1. Help Centre
  2. China Travel Information

Travel Health (China)

Visit a doctor before travelling

We strongly recommend that you see a doctor for the latest health advice at least six weeks prior to your holiday to allow time for any necessary vaccinations, etc. Remember to take your itinerary with you to the appointment. For up to date travel health advice, please check www.travelvax.com.au before departure and always seek your doctor’s advice.

Drinking Water

We strongly recommend only drinking bottled water, and avoid ice in your drinks. Some hotels will provide bottled water in the room, as well as a kettle or flasks of boiled water which is suitable for drinking and cleaning teeth. Bottled drinking water, soft drinks and beer are widely available and affordable.


Toilet facilities are very basic throughout Asia and except in hotels and larger shopping centres, it is rare that you will find a ‘western’ style toilet. ‘Squat’ toilets are very common in public places and in some traditional restaurants. We suggest you carry tissues with you though, as public facilities may not always supply toilet paper.


Some of our tours reach areas of high altitude. Your Tour Dossier will list altitudes reached each day. Please refer to this information to satisfy yourself that you are physically able to undertake your chosen itinerary. AMS (Acute Mountain Sickness) occurs in some people of varying ages and fitness levels when they travel to altitudes over 3,000m. Symptoms include dizziness, fatigue, nausea or loss of appetite, breathlessness or headache. These usually develop over the first 36 hours at altitude and not immediately on arrival.

EXTRACTED MATERIAL:
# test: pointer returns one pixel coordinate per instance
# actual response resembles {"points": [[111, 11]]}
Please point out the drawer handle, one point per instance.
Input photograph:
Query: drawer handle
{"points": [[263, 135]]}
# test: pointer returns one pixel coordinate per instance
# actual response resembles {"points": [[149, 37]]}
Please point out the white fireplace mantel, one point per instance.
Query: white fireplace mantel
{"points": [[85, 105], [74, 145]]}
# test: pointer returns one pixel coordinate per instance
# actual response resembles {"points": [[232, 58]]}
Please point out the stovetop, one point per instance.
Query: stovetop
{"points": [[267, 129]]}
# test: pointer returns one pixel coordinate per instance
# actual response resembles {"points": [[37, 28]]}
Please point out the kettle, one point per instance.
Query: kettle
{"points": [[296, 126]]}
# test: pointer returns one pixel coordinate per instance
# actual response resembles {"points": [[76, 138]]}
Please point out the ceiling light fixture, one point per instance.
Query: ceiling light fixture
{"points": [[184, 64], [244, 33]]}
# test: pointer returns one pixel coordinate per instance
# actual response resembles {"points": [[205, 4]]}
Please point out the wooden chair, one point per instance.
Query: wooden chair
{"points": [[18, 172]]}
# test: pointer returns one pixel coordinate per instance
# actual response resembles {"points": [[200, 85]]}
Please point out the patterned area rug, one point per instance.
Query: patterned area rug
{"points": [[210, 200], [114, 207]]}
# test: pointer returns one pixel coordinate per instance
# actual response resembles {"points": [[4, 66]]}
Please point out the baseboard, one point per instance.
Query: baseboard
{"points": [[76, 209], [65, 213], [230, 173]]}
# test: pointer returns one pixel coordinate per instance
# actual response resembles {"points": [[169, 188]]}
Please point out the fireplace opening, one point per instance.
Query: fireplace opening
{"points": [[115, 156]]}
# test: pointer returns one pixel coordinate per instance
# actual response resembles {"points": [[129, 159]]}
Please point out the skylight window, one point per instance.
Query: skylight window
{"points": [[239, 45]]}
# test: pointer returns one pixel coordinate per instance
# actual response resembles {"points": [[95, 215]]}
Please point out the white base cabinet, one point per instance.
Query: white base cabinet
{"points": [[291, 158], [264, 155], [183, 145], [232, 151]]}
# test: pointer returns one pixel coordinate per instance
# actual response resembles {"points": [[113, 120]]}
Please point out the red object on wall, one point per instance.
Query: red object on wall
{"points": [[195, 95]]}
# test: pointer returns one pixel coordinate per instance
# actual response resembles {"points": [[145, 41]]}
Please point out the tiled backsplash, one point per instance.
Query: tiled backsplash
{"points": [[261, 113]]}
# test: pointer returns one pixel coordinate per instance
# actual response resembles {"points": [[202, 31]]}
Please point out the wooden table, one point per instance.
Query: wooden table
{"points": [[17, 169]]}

...

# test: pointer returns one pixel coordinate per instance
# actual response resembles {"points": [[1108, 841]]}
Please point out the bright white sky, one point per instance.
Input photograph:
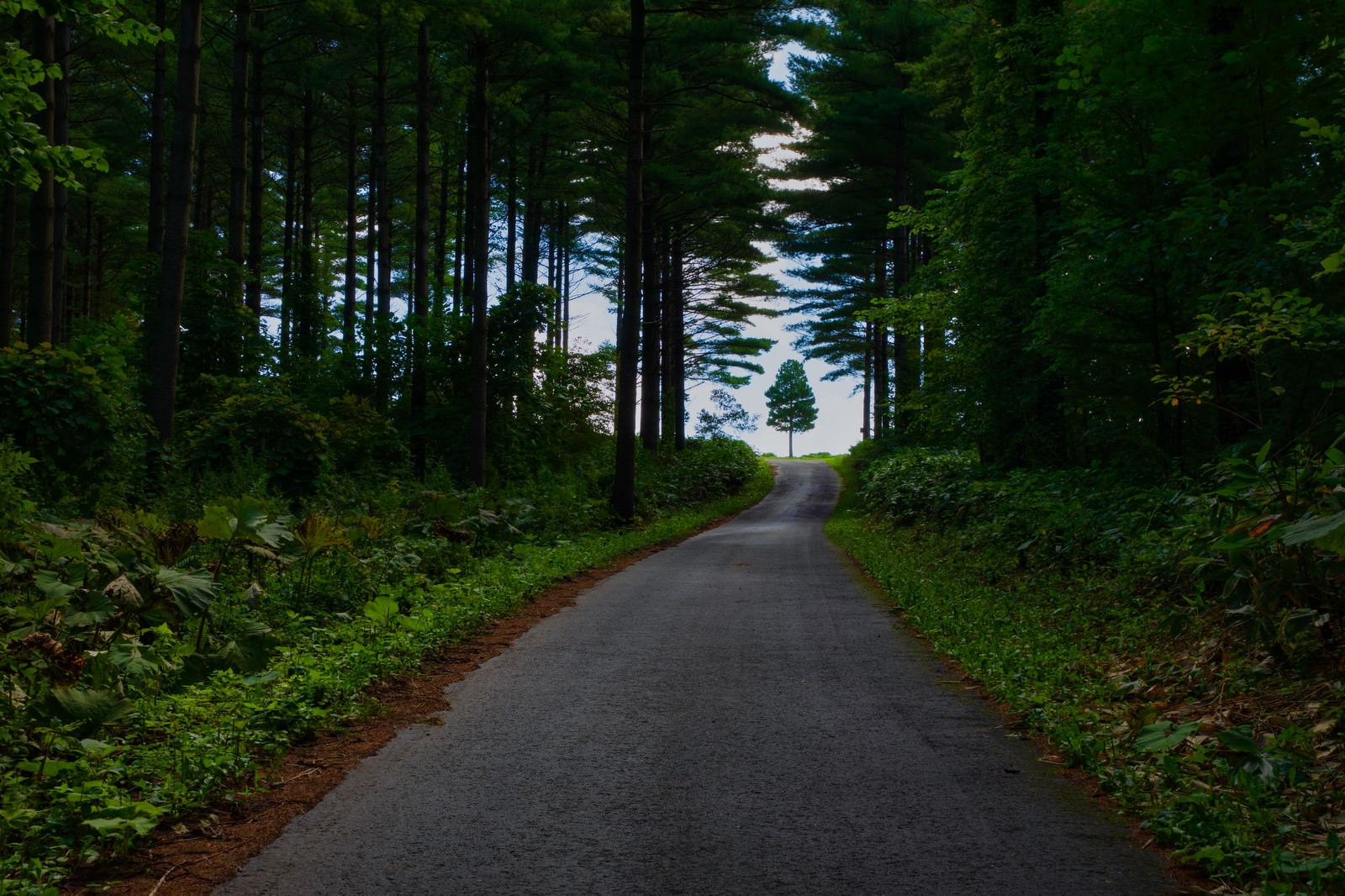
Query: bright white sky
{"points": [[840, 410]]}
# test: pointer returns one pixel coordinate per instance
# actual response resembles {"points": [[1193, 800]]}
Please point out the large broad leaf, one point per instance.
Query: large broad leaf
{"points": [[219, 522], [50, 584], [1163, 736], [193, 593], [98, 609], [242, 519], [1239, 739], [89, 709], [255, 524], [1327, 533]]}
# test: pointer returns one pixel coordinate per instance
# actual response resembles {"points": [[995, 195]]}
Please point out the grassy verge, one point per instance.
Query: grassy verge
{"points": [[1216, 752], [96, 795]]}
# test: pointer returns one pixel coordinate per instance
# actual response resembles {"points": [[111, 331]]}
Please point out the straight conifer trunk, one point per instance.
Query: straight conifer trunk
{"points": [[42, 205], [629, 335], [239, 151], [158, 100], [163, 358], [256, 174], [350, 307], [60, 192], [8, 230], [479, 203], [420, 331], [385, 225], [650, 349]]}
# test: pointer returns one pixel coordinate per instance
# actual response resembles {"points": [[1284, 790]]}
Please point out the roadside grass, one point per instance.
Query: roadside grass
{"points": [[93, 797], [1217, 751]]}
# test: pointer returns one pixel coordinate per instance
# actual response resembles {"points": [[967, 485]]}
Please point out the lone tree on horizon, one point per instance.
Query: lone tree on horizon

PROBLEM DESCRIPTION: Extract the passage of the China travel health text starting with "Toilet facilities are" and going on through "immediately on arrival.", copying every word unchanged.

ANSWER BELOW:
Toilet facilities are very basic throughout Asia and except in hotels and larger shopping centres, it is rare that you will find a ‘western’ style toilet. ‘Squat’ toilets are very common in public places and in some traditional restaurants. We suggest you carry tissues with you though, as public facilities may not always supply toilet paper.


Some of our tours reach areas of high altitude. Your Tour Dossier will list altitudes reached each day. Please refer to this information to satisfy yourself that you are physically able to undertake your chosen itinerary. AMS (Acute Mountain Sickness) occurs in some people of varying ages and fitness levels when they travel to altitudes over 3,000m. Symptoms include dizziness, fatigue, nausea or loss of appetite, breathlessness or headache. These usually develop over the first 36 hours at altitude and not immediately on arrival.